WRITTEN EXERCISE: Reproduce the rows from the line with "like [831, 446]." up to and including the last line of the rows, keeping every request line unchanged. Scale each answer's point coordinates by 2.35 and round them to whole numbers, rounding halves up.

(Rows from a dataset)
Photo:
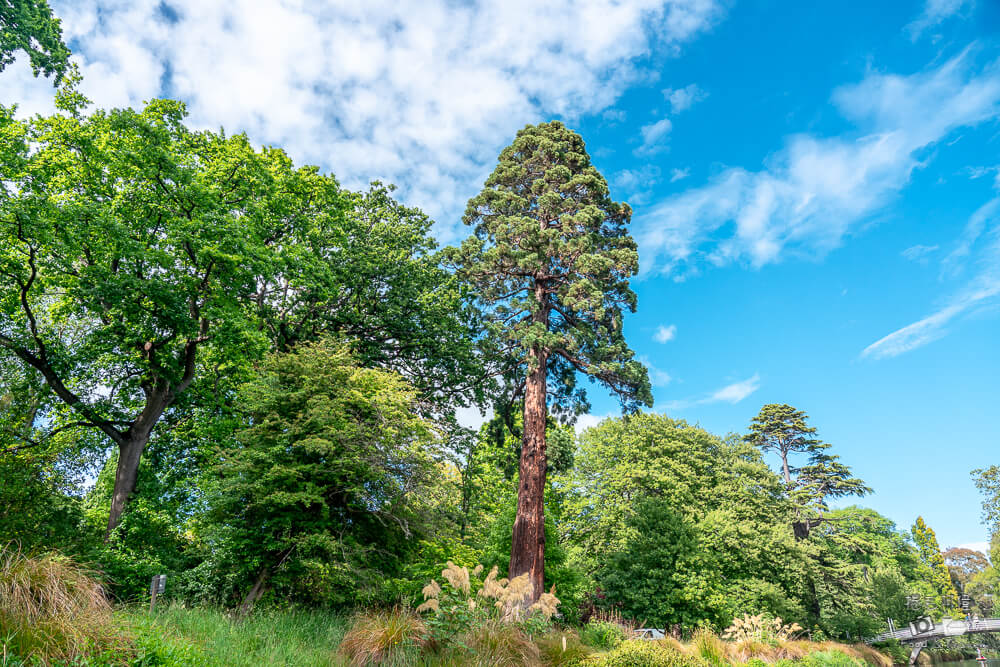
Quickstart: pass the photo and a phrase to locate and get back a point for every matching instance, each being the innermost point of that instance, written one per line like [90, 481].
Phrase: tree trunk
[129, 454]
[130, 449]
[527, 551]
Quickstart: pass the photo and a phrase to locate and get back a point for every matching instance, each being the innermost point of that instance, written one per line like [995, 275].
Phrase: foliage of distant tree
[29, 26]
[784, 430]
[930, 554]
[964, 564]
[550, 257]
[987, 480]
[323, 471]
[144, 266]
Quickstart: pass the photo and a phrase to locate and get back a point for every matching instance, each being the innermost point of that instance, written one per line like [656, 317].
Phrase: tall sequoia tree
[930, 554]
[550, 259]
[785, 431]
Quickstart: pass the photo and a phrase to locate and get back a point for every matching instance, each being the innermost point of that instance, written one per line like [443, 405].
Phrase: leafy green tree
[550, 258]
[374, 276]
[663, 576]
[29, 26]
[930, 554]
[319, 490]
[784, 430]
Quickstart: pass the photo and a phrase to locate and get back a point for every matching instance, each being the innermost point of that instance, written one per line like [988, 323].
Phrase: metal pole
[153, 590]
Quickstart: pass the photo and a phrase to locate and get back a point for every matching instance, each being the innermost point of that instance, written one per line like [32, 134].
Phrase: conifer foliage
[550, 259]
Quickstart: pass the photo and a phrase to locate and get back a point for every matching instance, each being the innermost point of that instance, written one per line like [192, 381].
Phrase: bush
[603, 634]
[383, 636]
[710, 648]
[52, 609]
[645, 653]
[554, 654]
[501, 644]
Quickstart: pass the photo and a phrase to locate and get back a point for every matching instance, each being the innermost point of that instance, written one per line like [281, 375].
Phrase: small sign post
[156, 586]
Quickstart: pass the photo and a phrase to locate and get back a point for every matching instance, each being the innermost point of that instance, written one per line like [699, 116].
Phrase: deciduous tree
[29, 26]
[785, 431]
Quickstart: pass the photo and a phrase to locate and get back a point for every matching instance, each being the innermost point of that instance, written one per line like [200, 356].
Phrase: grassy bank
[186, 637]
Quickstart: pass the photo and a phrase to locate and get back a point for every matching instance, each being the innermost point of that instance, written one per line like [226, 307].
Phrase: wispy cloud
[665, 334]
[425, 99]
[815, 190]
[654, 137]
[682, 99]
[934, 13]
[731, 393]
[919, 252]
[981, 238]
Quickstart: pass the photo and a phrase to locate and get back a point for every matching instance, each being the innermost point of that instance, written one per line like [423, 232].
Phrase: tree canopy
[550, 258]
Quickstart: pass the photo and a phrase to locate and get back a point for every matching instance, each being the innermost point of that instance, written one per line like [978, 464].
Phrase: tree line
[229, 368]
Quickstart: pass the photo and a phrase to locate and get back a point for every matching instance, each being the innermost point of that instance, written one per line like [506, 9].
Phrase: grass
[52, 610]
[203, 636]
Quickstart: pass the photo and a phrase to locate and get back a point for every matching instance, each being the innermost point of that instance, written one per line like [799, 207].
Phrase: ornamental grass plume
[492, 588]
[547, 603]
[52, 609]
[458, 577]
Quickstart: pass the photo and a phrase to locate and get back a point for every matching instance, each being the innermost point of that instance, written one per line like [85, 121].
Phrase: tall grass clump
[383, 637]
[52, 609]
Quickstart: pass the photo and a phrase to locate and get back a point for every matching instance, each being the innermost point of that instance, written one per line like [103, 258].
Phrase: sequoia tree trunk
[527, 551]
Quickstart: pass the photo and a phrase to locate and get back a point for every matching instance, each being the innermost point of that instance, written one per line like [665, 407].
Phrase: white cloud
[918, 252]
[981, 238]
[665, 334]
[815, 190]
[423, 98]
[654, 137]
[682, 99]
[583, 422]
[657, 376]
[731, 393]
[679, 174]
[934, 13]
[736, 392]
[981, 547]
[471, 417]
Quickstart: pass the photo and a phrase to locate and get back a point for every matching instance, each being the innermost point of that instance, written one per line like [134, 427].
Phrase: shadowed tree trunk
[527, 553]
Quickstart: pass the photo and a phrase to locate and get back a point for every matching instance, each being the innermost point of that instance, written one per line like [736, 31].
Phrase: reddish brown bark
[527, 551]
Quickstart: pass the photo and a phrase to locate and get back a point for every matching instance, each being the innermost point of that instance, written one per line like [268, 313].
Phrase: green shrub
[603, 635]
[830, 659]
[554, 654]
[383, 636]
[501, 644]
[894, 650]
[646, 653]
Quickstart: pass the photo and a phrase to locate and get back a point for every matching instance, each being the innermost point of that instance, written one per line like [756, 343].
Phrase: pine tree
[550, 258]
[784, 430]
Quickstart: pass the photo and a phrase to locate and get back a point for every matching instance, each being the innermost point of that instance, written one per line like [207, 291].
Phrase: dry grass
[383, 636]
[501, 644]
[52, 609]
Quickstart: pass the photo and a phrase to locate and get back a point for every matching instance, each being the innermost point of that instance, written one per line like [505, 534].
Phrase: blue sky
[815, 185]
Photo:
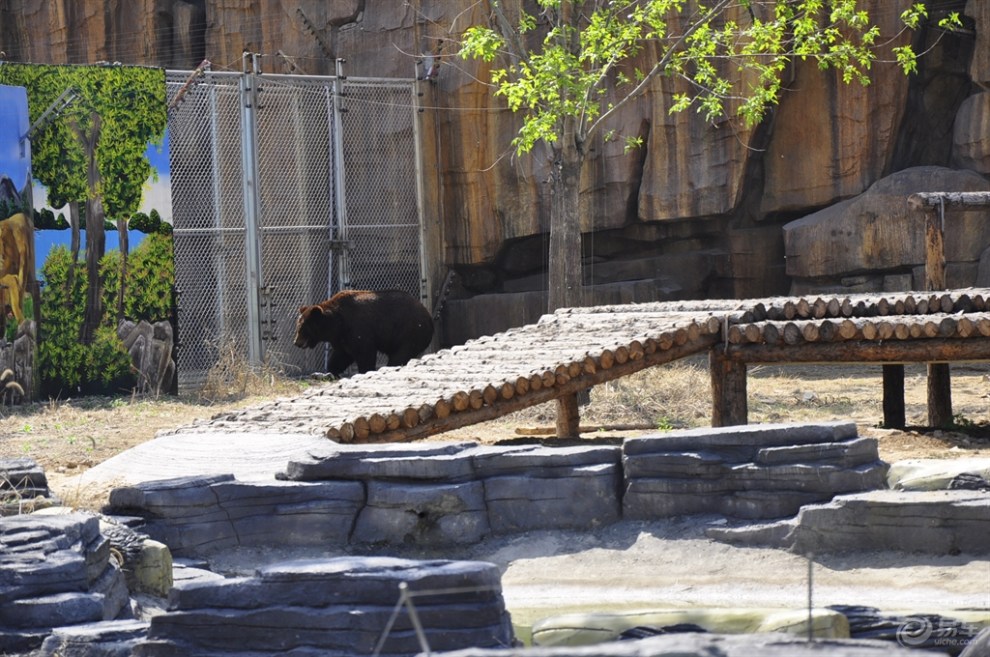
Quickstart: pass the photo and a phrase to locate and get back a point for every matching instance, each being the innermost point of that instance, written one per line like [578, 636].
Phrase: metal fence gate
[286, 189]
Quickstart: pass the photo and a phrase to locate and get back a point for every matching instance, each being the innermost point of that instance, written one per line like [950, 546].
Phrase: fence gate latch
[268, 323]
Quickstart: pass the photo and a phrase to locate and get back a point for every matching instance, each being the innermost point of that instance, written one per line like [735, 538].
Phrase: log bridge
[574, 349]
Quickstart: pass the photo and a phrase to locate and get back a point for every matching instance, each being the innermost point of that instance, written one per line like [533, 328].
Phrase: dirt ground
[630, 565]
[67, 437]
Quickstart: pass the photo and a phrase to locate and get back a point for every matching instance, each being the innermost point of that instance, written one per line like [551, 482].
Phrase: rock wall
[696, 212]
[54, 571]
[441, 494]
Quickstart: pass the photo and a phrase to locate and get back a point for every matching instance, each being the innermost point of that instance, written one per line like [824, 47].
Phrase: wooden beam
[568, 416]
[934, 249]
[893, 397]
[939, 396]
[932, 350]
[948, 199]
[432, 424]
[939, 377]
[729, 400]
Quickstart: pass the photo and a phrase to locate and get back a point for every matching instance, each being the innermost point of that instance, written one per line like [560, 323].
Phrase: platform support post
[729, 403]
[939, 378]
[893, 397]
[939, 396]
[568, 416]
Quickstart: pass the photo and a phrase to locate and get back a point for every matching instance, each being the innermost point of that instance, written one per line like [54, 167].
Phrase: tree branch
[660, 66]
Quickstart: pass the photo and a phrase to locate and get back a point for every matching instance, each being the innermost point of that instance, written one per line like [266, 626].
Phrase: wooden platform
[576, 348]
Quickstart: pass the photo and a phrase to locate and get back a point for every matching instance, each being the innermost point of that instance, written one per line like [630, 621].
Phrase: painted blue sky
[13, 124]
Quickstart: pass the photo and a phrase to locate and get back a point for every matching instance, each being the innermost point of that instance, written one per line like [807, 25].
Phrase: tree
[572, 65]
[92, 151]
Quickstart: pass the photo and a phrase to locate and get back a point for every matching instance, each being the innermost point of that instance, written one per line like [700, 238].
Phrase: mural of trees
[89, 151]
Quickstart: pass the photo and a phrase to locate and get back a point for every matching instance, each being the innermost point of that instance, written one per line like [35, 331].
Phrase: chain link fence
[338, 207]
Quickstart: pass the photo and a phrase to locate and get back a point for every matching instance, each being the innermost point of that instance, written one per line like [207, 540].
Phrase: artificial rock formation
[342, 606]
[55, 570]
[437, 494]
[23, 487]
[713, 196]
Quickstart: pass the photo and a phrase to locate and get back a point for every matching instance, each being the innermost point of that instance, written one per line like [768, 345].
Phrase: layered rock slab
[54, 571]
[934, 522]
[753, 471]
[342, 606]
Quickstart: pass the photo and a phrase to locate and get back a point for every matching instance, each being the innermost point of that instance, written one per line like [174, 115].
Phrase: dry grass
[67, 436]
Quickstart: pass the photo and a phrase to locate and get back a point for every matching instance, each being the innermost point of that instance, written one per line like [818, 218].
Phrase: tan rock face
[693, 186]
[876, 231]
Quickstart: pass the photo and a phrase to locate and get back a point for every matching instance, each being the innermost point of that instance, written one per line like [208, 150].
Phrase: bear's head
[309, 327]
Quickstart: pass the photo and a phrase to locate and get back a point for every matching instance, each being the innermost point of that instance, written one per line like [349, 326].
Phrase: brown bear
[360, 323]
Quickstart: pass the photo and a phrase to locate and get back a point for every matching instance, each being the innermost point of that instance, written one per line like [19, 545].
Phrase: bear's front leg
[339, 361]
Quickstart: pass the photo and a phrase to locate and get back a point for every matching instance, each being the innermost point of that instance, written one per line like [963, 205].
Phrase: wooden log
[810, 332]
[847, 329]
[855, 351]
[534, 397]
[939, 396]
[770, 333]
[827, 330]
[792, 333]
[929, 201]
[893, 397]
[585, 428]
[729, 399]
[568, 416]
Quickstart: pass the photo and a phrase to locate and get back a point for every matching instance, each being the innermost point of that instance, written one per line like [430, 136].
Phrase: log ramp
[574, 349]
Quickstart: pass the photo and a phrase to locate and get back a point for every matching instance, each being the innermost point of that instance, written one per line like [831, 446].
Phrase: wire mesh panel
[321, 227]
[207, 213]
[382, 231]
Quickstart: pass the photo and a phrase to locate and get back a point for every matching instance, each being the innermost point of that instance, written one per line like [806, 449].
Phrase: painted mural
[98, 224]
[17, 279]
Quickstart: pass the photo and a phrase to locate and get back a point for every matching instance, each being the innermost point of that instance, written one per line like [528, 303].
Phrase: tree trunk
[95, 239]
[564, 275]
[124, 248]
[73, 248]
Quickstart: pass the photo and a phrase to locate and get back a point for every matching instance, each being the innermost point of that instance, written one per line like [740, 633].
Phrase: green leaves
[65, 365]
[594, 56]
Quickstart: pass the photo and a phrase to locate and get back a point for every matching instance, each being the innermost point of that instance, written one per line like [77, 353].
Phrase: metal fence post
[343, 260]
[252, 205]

RESPONSE TO THE TASK:
Quickstart: pass the photo and a phrase to locate and get back a point for every matching instance, each being the innermost point of that instance, written one per line like [831, 446].
Phrase: wire mesh panel
[754, 533]
[486, 501]
[898, 543]
Quickstart: pass the photo and a phrase to locate and get back a point for every matching instance, each being the innermost point of that instance, written one per line like [806, 449].
Phrase: painted mural
[230, 526]
[40, 656]
Quickstart: pass the photo and a phrase to locate and get back a point for every matching instance, each being the innermost point of that instance, written one per line like [528, 303].
Phrase: tree trunk
[223, 562]
[1325, 646]
[291, 583]
[172, 583]
Quickstart: pass the photo and a phrase to locate and get back a point for every matching instance, each being the innermost point of that instance, written one per line like [740, 633].
Phrase: green leaves
[153, 858]
[1396, 132]
Quickstart: pass the photo and a phrase to locate and get back a point for every matching instance, each being the innermost point of that instance, written one per line like [77, 353].
Phrase: metal fence post
[806, 611]
[592, 482]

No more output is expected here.